▶ **WHAT IS NEEDED**
The listing below has to be output exactly as given, less its pictures.

AVAILABLE DATA below:

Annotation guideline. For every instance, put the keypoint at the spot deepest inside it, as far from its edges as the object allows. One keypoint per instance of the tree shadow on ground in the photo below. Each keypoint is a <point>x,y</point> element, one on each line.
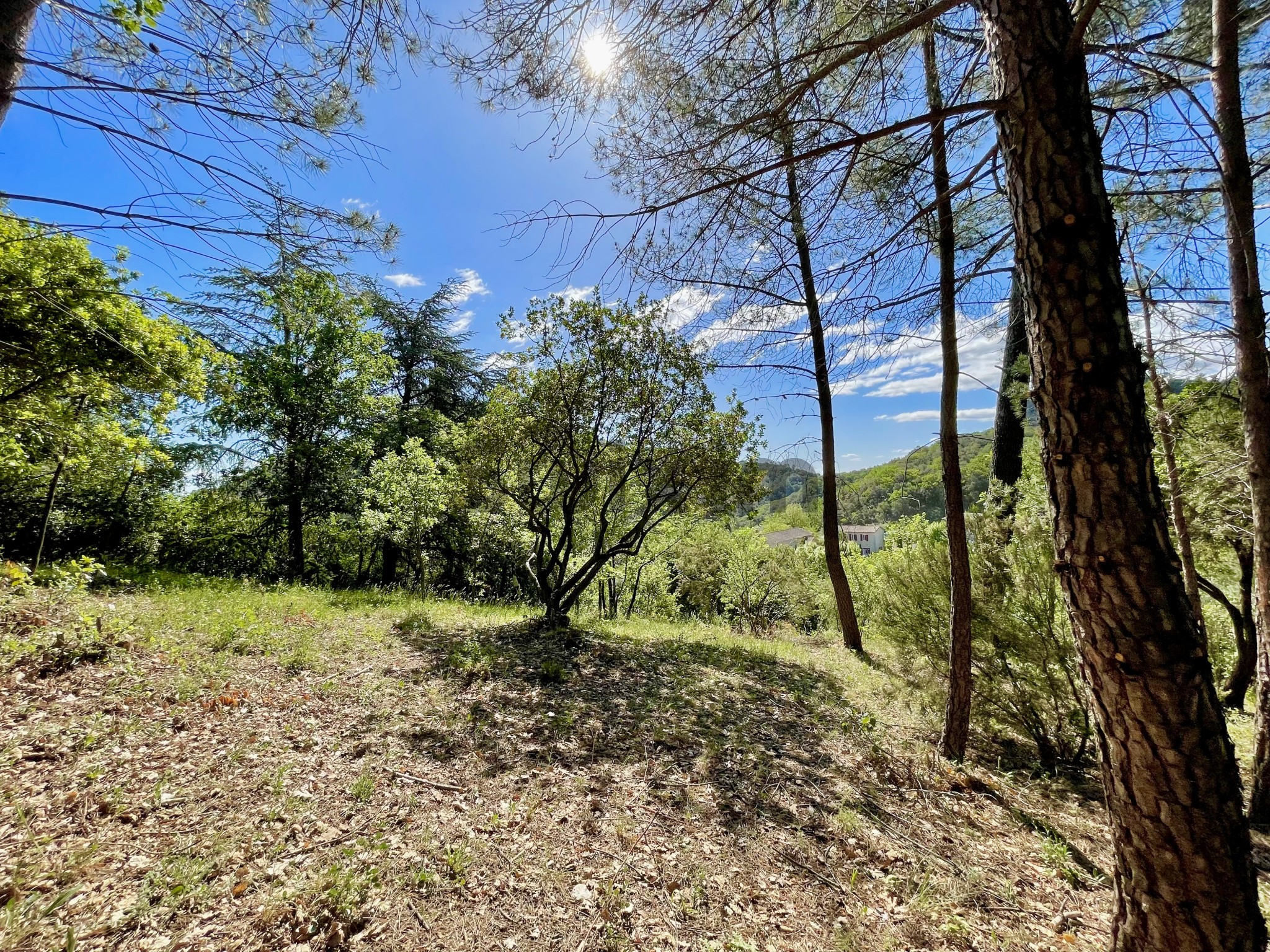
<point>753,726</point>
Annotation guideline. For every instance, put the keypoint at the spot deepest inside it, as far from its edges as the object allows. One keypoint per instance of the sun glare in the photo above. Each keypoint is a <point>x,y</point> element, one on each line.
<point>598,52</point>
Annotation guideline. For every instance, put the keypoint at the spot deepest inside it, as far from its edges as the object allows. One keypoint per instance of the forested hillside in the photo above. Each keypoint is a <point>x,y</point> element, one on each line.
<point>908,485</point>
<point>353,601</point>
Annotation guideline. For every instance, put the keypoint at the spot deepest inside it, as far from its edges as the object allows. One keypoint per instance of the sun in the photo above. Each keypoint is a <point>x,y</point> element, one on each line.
<point>598,52</point>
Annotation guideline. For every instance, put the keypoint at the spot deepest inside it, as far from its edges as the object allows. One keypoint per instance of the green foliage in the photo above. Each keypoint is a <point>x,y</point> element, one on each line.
<point>303,399</point>
<point>913,484</point>
<point>135,14</point>
<point>763,586</point>
<point>406,494</point>
<point>88,381</point>
<point>603,431</point>
<point>699,568</point>
<point>1026,678</point>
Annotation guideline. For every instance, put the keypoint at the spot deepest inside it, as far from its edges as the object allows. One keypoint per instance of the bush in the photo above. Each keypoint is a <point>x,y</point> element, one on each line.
<point>763,586</point>
<point>1026,671</point>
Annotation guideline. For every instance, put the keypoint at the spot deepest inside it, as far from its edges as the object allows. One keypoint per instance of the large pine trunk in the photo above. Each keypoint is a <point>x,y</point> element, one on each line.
<point>1008,427</point>
<point>17,20</point>
<point>1249,316</point>
<point>957,711</point>
<point>1183,874</point>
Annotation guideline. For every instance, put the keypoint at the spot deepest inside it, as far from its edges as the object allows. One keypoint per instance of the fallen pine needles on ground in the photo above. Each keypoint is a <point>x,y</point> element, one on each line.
<point>251,769</point>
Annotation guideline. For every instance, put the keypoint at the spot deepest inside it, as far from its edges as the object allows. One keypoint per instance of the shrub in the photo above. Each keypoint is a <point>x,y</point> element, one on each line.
<point>1026,677</point>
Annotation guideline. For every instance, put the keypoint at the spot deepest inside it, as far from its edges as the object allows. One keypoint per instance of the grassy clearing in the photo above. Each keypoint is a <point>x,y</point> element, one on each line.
<point>231,767</point>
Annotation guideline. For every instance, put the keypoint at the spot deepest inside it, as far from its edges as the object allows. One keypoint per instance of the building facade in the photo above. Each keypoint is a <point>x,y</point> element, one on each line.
<point>870,539</point>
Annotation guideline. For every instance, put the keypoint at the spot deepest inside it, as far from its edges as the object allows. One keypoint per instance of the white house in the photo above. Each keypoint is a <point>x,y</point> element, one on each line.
<point>870,539</point>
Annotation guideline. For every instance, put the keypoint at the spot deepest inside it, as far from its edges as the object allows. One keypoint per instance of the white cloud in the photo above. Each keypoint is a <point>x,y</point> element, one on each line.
<point>912,363</point>
<point>499,361</point>
<point>571,294</point>
<point>689,304</point>
<point>982,413</point>
<point>471,286</point>
<point>404,281</point>
<point>748,322</point>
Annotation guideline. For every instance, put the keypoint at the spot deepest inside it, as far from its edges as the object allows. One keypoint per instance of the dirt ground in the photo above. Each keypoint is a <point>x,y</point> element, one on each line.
<point>283,770</point>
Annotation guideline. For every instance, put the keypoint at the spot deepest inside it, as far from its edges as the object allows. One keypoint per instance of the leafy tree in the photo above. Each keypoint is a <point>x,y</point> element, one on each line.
<point>603,431</point>
<point>436,381</point>
<point>88,382</point>
<point>300,403</point>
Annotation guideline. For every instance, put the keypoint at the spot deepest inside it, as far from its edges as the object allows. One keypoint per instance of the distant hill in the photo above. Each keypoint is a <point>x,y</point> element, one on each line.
<point>905,487</point>
<point>915,483</point>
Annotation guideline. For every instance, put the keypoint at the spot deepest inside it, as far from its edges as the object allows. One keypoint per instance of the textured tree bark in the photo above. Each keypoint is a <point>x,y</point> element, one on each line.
<point>842,598</point>
<point>1251,366</point>
<point>17,20</point>
<point>957,711</point>
<point>1184,876</point>
<point>1168,443</point>
<point>1008,427</point>
<point>1236,689</point>
<point>391,558</point>
<point>295,519</point>
<point>1245,666</point>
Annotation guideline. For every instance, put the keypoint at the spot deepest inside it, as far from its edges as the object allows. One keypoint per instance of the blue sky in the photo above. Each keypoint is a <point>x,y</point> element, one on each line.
<point>447,173</point>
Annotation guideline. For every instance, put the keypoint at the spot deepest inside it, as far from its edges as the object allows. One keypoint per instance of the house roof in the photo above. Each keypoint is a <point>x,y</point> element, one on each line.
<point>786,537</point>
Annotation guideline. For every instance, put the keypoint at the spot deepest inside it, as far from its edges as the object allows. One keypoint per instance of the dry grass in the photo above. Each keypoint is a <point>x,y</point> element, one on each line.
<point>244,769</point>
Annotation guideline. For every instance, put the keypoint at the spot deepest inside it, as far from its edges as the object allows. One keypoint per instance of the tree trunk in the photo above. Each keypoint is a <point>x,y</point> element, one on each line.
<point>1236,689</point>
<point>1008,428</point>
<point>1184,875</point>
<point>1249,316</point>
<point>957,712</point>
<point>48,509</point>
<point>1169,443</point>
<point>295,521</point>
<point>1245,666</point>
<point>842,598</point>
<point>17,20</point>
<point>391,557</point>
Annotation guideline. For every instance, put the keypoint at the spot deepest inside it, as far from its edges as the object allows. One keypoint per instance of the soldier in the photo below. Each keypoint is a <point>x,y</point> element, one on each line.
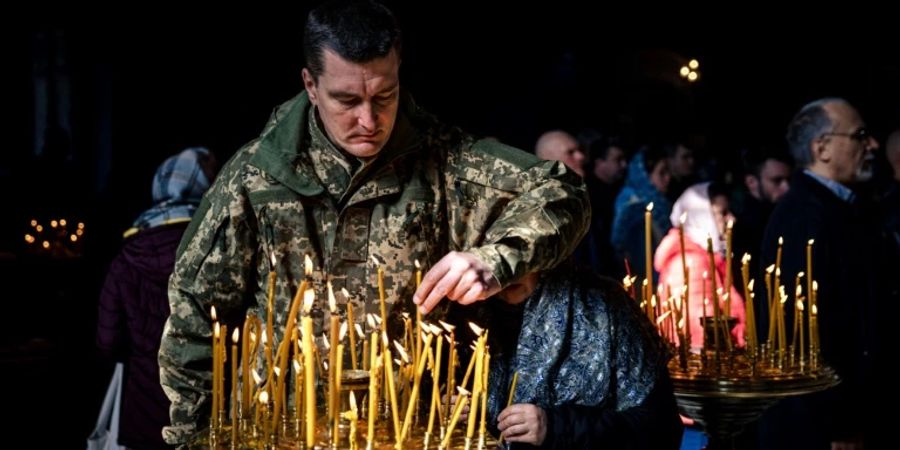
<point>349,171</point>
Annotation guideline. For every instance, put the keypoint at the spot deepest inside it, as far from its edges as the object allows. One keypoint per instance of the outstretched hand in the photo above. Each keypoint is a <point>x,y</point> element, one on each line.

End of AVAILABLE DATA.

▶ **RESULT OF THE TASK**
Annotation guideline. For every instance, put the keypoint at the spot deepest inside it, as far from its edges as the object allows. One keypoint per instance of the tree shadow on ground in the photo below. Each keypoint is a <point>x,y</point> element, one on each line.
<point>753,726</point>
Annotation guideline. For every instance, put the keypoint at the spot deepest inside it, as far from its edges as the object allows. One keypoint per instance of the sun glare in the photo above. Each keypoint is a <point>x,y</point> element, one on each line.
<point>598,52</point>
Annotation guideline. For every instance, put the keypoint at the spot deepest inside it, as far from its edges as the object allows. One keypoint per instance of the forested hillside in the photo above. Each keypoint is a <point>x,y</point> element, one on each line.
<point>908,485</point>
<point>353,601</point>
Annotation guideline. For every instance, put the keypoint at the spot deepest inside it, as far from its edges as the object allows. One keypoint per instance of the sun in the photo above. Each keypoint is a <point>x,y</point> element, one on each line.
<point>598,52</point>
Annotation guideline. For every instance, put the keypoint at the spot deepest inside it, as far from its edges as the object allows. One keypoint per instance of the green foliage in the photo above. Each keypoint is a <point>x,y</point> element, one on each line.
<point>303,399</point>
<point>913,484</point>
<point>135,14</point>
<point>763,586</point>
<point>406,494</point>
<point>88,381</point>
<point>603,431</point>
<point>699,568</point>
<point>1026,678</point>
Annotation guideline. For every instance, put the keypoint at the spot deepest inside it, as far from its edges as the object allows. One keypoint per instance of the bush in the photo above. Each keypoint is a <point>x,y</point> element, one on each line.
<point>763,586</point>
<point>1026,671</point>
Annotation guideline. For every instance, put the keypoint at the spot deepest inside it, as far from its edges as the object allows. One keypoint per instance of the large pine trunk in the photo above. Each keypoint is a <point>x,y</point> element, one on each line.
<point>1008,427</point>
<point>17,20</point>
<point>1249,316</point>
<point>957,711</point>
<point>1183,874</point>
Annotation guideline. For every instance, put the keypoint at the spot deepest inside it, as far from its edges as the object allows. One keypoint per instance of the fallen pine needles on ground in the photo above. Each keypoint is a <point>x,y</point> element, one on each line.
<point>251,769</point>
Annotation guideline. For every instance, put the keypoint at the spot deepest inside it, as far from its edges as the object allows. One keypoint per instance of the shrub in the photo above. Each keypoint is a <point>x,y</point> element, one on each line.
<point>1026,677</point>
Annotation guideline. For every instance, put the keypoint at the spot deepest inside it, as far from its edges as the object allows. One keypoint per instance of the grassy clearing in the photo above. Each keypoint is a <point>x,y</point> element, one on each line.
<point>231,767</point>
Annotation guideline. For every instance, put the keypoint at the spot deepest inside it, as far from its edges as the object allows. One keypoint per instance of the building facade in the photo above. Each keypoint is a <point>x,y</point> element, one on each line.
<point>870,539</point>
Annotation guideline. For every instance, put the keypoint at the spot deepest inside it, as far from its edges as the object allows. One keypoint per instance of the white house in the photo above. Each keypoint is a <point>x,y</point> element, one on each line.
<point>870,539</point>
Annotation guideline. For every instance, put the keypoint at the spot deepest inside it, as far from its edges as the object allows. One keypoint per instance of the white cloud in the photo above. Each keypoint is a <point>x,y</point> element, one on each line.
<point>912,363</point>
<point>499,361</point>
<point>571,294</point>
<point>689,304</point>
<point>982,413</point>
<point>471,286</point>
<point>404,281</point>
<point>748,322</point>
Annotation guideline. For every instance, put the keypoint at the spot deepest inside it, as far from its edges as the object allows. One keypoint per instance of the dirt ground in the photo above. Each keypoint is a <point>x,y</point> element, one on each line.
<point>283,770</point>
Annotation guideline. For every instance, put the keypoint at the spot deepest inside it, as far from its edges as the object allows. One keypoint per instance of the leafy tree in the photo above. Each keypoint is a <point>x,y</point> element, one on each line.
<point>603,431</point>
<point>436,381</point>
<point>88,382</point>
<point>300,403</point>
Annotation guideline. For every instance, put the keypoint at the spot deepest inside it, as far from its edges as the object allows. One keypoint per instance of the distant hill in the photo above. Each keypoint is a <point>x,y</point> element, one on each line.
<point>905,487</point>
<point>915,483</point>
Annotation guideline. For every instance, put the keypoint at the spot deepest inside it, as far from its edges as the object allows. One keypoint per instance of the textured tree bark in the photo above. Each keypoint is a <point>x,y</point> element, one on each line.
<point>842,598</point>
<point>1251,366</point>
<point>17,20</point>
<point>957,711</point>
<point>1184,876</point>
<point>1168,443</point>
<point>1008,427</point>
<point>1236,689</point>
<point>391,558</point>
<point>295,519</point>
<point>1245,666</point>
Annotation guideline. For every instance, put the keypoint at the spot deepest inside it, as far from its edges as the object allows. One keypoint per instance of the blue sky in the photo above. Each keypoint is a <point>x,y</point> element, one on each line.
<point>447,173</point>
Annotation guideline. For every instance, put the keypoint at the spot deepest inside it, as far from its edges as the object allows. One keypoint per instance of the house roof in the photo above. Each keypoint is a <point>x,y</point> element, one on each line.
<point>786,537</point>
Annotation guideline. For every instance, put the keypoint at the spot deepest inside it, as far from its edges as the object allows. One keypoint per instance of the dry grass in the photo above. Each keypoint is a <point>x,y</point> element, one on each line.
<point>244,769</point>
Annotation guideline. For every instance, put the keypoint at the spot deepest inside it, as far from its edges as the object allows. One keypoint per instance of the tree trunk in the photo above. Each keypoint is a <point>x,y</point> element, one on each line.
<point>1236,689</point>
<point>1008,428</point>
<point>1184,875</point>
<point>1249,316</point>
<point>957,712</point>
<point>48,509</point>
<point>1169,443</point>
<point>295,521</point>
<point>1245,666</point>
<point>842,598</point>
<point>17,20</point>
<point>391,557</point>
Annotation guideline. For every instance, put the keypoint at the spot deepest inside it, as far from its edges as the object allows. One keypoint per instance of the soldier in the photo below. Each keypoint is a <point>x,y</point> element, one on each line.
<point>349,171</point>
Annotation guideline. For every instance, put the keypoint at the spot deepest inside it, as far from its edges as the object allows. One keypoint per instance of the outstretched hand in the photo above. Each keypoint is a <point>x,y</point> element, one on each line.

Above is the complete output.